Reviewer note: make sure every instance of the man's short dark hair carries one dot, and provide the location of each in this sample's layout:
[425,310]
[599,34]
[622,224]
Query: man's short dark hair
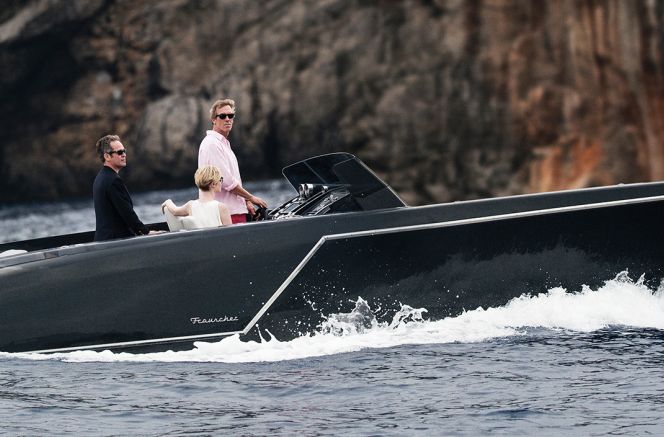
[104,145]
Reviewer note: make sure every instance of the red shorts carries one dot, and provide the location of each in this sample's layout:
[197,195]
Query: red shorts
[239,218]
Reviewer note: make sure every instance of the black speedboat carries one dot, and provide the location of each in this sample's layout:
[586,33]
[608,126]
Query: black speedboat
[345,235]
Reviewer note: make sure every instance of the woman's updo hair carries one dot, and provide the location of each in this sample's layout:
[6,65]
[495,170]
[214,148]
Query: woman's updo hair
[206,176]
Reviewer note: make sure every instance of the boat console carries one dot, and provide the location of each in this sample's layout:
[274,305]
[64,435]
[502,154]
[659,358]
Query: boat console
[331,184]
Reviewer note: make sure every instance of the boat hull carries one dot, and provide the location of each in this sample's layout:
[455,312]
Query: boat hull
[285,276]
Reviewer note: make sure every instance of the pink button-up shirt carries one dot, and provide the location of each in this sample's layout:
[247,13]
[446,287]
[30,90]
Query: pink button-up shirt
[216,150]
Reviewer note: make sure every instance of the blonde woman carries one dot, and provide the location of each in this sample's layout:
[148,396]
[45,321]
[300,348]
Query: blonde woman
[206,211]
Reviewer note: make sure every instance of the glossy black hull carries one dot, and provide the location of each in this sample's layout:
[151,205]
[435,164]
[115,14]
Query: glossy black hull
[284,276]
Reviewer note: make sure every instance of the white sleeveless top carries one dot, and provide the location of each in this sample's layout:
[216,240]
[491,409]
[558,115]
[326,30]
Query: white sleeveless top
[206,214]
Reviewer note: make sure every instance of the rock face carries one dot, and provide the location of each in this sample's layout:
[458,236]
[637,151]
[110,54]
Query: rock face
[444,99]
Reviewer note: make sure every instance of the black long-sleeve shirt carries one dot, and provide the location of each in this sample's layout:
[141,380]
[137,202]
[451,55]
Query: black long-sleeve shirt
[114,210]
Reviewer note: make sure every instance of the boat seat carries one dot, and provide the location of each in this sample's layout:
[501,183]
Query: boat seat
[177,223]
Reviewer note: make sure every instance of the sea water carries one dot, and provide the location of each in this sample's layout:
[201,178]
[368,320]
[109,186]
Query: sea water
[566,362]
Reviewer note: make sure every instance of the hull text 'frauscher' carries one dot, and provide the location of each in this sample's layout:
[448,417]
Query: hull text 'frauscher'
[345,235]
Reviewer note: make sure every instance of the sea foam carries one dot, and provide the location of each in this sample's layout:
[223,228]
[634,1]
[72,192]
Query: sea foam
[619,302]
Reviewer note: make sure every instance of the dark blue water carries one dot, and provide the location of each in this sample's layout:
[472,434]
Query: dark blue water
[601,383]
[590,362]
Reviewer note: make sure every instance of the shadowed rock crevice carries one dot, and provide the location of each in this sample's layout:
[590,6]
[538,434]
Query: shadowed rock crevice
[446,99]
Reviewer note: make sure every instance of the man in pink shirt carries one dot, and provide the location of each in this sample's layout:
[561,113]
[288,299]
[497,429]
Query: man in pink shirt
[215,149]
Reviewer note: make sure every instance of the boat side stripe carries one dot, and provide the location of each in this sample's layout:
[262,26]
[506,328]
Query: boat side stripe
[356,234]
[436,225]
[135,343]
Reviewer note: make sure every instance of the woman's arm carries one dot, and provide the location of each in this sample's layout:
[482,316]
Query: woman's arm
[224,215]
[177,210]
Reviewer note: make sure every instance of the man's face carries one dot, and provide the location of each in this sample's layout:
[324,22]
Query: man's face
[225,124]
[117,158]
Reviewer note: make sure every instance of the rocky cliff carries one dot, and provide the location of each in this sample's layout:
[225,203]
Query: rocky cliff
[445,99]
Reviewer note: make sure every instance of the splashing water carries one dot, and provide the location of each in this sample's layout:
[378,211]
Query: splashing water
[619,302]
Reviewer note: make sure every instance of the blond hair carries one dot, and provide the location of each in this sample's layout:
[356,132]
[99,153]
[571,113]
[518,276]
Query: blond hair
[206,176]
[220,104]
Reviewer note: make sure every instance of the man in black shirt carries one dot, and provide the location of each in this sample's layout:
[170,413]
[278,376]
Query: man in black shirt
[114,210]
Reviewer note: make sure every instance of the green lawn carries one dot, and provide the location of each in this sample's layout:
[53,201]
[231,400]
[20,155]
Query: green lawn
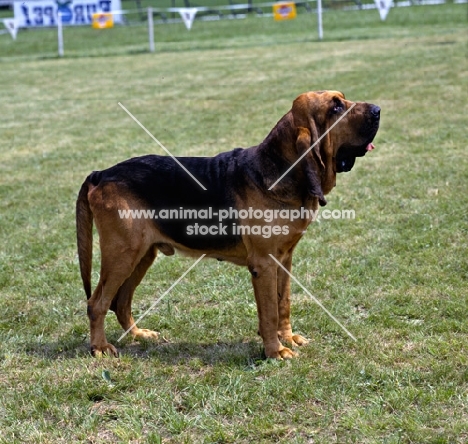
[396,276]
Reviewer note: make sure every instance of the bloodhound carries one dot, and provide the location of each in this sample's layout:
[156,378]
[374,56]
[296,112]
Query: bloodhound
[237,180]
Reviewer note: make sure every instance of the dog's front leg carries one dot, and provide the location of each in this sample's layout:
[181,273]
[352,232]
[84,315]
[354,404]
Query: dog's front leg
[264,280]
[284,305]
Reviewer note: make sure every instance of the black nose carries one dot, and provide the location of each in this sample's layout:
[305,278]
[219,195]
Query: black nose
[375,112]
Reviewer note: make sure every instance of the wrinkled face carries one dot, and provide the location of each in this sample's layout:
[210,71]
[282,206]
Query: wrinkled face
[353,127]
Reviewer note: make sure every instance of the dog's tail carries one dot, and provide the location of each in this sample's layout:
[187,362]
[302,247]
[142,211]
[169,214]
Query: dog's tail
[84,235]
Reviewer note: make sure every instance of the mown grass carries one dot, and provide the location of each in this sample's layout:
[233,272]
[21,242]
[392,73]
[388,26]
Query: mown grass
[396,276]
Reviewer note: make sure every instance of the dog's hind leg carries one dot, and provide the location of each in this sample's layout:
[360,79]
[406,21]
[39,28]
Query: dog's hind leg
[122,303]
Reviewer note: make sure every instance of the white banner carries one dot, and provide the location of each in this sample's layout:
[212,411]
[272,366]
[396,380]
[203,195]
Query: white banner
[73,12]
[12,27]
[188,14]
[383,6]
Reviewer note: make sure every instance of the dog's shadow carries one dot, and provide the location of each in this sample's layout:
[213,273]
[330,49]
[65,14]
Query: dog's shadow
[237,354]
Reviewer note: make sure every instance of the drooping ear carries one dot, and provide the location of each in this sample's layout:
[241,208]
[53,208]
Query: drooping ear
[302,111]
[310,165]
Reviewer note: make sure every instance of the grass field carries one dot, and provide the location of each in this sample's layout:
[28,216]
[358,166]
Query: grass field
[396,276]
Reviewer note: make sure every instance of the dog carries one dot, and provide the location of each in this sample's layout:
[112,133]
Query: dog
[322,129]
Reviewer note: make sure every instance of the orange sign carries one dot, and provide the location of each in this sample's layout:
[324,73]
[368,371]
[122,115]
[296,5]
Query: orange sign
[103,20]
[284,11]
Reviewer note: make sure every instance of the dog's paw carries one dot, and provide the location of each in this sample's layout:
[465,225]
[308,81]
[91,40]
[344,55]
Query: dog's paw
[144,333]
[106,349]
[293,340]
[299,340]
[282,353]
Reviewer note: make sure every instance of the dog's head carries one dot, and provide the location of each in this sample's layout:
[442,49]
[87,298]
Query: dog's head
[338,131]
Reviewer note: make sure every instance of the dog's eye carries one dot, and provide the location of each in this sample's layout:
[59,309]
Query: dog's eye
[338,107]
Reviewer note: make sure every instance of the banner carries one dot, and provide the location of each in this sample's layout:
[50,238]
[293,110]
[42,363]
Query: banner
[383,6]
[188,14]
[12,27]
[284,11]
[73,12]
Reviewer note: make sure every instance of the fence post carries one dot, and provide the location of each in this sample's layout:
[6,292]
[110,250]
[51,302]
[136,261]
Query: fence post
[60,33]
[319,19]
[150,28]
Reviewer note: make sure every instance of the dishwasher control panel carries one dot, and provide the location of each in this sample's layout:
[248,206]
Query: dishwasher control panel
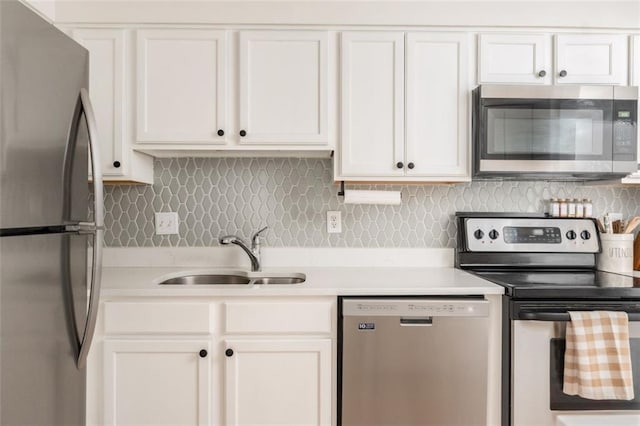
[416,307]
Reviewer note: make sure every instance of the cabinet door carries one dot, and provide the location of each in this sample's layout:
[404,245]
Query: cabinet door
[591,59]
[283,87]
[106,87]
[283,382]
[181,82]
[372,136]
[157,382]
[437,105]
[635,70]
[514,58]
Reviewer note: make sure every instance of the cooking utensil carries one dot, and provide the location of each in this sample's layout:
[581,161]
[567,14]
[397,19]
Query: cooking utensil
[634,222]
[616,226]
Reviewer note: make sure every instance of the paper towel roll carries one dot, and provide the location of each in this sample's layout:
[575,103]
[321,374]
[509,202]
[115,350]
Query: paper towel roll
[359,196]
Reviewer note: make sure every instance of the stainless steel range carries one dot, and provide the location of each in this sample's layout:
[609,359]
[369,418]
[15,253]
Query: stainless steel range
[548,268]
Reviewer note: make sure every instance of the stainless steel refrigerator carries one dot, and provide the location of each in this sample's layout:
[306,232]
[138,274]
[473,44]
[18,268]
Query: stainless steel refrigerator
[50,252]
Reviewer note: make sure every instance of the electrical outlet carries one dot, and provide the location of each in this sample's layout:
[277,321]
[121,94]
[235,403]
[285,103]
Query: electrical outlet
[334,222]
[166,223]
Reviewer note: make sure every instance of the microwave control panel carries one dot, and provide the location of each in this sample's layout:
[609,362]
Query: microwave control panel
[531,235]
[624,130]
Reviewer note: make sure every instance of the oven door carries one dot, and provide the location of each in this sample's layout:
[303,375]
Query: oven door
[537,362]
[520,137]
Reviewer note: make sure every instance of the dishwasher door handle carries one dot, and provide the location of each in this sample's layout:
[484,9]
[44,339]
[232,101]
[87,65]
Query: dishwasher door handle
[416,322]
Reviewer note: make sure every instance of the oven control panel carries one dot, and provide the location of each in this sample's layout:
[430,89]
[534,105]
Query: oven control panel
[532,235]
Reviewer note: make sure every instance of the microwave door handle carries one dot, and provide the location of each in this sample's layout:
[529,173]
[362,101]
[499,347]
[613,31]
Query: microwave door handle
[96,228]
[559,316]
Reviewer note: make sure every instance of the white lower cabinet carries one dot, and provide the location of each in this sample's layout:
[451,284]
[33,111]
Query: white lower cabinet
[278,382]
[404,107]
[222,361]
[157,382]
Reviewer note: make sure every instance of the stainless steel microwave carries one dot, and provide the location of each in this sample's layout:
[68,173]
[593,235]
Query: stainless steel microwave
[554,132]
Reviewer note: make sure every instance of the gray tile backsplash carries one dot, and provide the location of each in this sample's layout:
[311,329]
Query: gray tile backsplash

Exercise details
Look above for the line containing "steel microwave carries"; copy from it through the last line, exactly, and nothing more.

The output
Reviewer note: make sure every instance of the stainless steel microwave carries one dot, and provide the location of each in this sample's layout:
[68,173]
[593,235]
Query: stainless steel microwave
[554,132]
Reviewer note: make sure every instance of the gray tile backsplash carries one dot, and provide the location of each in this sample's layout:
[311,329]
Query: gray tile backsplash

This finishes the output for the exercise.